* _Task goal_
Of all the entries below, only the lines from the one with "Target: colorful tower building" up to and including the one with "Target: dry grass field" are to be duplicated exactly.

(Exercise material Opens)

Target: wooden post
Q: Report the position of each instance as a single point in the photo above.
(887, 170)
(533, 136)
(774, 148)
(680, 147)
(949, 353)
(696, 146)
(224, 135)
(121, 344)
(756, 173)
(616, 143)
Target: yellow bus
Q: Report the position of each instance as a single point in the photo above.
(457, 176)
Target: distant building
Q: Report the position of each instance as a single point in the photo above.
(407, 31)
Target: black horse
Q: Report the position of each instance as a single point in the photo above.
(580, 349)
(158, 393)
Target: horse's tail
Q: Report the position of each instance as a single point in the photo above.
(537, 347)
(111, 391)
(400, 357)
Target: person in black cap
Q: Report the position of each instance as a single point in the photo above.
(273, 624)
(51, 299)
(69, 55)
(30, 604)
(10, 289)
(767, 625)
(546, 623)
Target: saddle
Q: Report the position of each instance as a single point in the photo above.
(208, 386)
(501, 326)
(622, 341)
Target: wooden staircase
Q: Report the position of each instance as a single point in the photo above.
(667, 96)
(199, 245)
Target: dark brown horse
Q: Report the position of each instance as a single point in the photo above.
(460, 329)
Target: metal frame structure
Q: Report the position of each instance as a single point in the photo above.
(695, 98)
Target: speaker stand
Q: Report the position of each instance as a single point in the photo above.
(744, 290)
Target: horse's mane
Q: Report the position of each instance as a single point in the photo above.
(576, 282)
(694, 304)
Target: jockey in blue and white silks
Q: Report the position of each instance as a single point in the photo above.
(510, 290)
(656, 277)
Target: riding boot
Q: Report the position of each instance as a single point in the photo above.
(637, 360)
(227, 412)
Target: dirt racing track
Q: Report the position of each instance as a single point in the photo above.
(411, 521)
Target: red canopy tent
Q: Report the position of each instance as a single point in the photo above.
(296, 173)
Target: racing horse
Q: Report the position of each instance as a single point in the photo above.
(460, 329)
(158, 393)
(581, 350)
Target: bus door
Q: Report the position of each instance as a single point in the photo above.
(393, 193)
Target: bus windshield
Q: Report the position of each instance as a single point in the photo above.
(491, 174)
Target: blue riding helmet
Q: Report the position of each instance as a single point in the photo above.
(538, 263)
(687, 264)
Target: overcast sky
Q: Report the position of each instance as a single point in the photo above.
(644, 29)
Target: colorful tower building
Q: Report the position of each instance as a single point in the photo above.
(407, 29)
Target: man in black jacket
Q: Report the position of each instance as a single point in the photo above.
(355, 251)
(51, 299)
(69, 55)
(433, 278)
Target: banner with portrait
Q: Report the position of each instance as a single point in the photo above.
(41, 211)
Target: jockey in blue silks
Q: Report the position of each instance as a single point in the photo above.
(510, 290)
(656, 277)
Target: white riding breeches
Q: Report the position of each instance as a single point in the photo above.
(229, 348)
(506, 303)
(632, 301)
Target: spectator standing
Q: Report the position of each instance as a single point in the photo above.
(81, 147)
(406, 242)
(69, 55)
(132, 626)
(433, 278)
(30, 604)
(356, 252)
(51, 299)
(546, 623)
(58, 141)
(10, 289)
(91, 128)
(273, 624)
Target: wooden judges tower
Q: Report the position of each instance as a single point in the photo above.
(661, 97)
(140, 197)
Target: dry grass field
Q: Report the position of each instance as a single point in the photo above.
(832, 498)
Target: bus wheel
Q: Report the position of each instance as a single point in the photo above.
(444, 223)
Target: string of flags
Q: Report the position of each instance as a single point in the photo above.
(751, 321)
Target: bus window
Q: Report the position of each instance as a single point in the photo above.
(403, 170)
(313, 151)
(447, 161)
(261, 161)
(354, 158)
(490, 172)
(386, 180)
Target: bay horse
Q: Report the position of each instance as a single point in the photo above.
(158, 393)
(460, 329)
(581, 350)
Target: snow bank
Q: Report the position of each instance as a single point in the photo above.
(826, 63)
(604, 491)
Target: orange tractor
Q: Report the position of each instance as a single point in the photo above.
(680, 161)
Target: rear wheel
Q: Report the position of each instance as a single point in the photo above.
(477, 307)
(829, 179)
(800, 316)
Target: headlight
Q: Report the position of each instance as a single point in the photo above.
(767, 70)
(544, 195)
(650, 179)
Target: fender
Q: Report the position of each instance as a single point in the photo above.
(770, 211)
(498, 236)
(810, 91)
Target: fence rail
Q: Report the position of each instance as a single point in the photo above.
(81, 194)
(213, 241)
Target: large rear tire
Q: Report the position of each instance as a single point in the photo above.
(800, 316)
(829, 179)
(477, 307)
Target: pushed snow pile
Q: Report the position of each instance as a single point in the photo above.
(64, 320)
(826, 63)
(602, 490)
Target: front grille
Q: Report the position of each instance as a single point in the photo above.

(Exercise material Closes)

* _Task response_
Target: colorful tower building
Q: Report the position of each instance as a single point in the photo above.
(407, 29)
Target: man in black jacket
Q: Report the position of each instance as a single point in the photo above.
(355, 251)
(51, 299)
(69, 55)
(433, 278)
Target: banner with portrait
Q: Report the position of each instance as a single point in the photo above.
(41, 211)
Target: jockey in blue silks
Q: Report the position of each instance as a single point in the photo above.
(510, 290)
(656, 277)
Target: white riding breeches
Q: Report the position of each instance as a single point in the photo above.
(229, 348)
(506, 303)
(632, 301)
Target: spectator standing
Q: Report the position of each instance as a single point in the photo above.
(81, 147)
(406, 242)
(69, 55)
(132, 626)
(433, 278)
(30, 604)
(356, 252)
(51, 299)
(546, 623)
(58, 141)
(10, 289)
(91, 128)
(273, 624)
Target: wooden judges tower
Q: Report the position of each instance as a single point in the photo above.
(661, 97)
(140, 197)
Target: dry grass field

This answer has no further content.